Legal Issues Relating to a Signature

 Occasionally, a client will ask a question about a signature: 

         “Can I sign a document on someone else’s behalf?”
        “Is an electronic signature or stamp just as good as one in original ink?”

 These are reasonable questions and important ones to any business. 

A “signature” is defined as a “person’s name or mark written by that person or at the person’s direction.”  The legal significance of a signature is that it is “used with the intention of authenticating a document.”  As the Pennsylvania Commonwealth Court put it, in the context of a bid, the “signature on the bid is the most essential and material element of the bid document because, without a signature, there is no bid, i.e. no offer that the Commonwealth can accept or enforce.”

The general rule in Pennsylvania is that contract documents can be executed by a written, printed or stamped signature provided there is a present intent to authenticate the writing.  “A person can adopt as his signature anything which he cares to identify as such, so long as there is intent that it be his signature.”

Raw records:

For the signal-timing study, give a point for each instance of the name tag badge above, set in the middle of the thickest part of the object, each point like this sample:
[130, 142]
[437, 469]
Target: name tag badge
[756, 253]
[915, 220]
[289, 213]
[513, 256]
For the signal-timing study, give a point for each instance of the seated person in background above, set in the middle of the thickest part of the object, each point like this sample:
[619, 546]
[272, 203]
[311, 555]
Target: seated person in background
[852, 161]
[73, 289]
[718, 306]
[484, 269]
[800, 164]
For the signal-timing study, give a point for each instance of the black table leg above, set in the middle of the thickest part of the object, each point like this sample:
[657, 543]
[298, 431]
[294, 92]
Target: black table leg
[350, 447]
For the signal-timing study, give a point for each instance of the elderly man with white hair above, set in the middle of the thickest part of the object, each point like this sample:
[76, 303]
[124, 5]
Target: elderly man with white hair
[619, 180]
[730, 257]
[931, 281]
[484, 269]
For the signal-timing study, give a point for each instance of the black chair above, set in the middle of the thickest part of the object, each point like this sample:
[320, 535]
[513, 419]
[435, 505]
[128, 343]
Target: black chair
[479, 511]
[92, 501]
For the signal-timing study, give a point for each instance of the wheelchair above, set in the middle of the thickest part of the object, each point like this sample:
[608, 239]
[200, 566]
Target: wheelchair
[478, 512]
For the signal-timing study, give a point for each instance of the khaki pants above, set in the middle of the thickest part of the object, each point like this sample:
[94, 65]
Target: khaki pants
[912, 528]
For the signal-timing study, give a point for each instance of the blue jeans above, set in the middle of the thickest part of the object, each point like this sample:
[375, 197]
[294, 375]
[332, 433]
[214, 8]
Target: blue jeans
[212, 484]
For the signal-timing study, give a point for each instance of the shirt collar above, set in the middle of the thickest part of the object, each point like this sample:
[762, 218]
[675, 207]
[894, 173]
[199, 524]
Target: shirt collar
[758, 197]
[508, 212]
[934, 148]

Direction 1: According to the passage on legal issues relating to a signature, what are the forms of signature by which contract documents can be executed under the general rule in Pennsylvania?
Direction 2: Resume the passage on legal issues relating to a signature, starting after its final sentence.
The entries have no connection to the passage on signatures.

Final answer 1:
- Written
- Printed
- Stamped

Final answer 2:
A signature can be handwritten, stamped, a facsimile copy, or electronic unless the document or the law requires something more.  For example, some Department of General Services bid or proposal instructions state that the “signature shall be in ink.”  Where the signature is used to make a last will and testament, the law has developed stricter standards.  In Pennsylvania, where a person is unable to sign his name to his will, two witnesses must be present to witness the person make a mark or authorize another person to sign on his behalf.

There you have it.  Generally speaking, your signature does not have to be in ink, it does not have to be legible, it can be a character, symbol, figure, or anything you wish to adopt.  It can even be placed by another person provided it is placed at your direction.  All that is required is the intent to be bound.  

However, be certain that the intent to which you are agreeing to be bound is obvious.  In a recent Pennsylvania Superior Court decision, an individual signed a lease agreement “[his signature] DBA/ZABALA BROKER, LLC” and tried to strike a personal judgment against him by arguing that he intended to bind the LLC, not himself personally.  The Court held that since he did not identify himself as an officer, member or agent with authority to act on behalf of the LLC his signature on the lease resulted in his entering into the lease agreement in his individual capacity.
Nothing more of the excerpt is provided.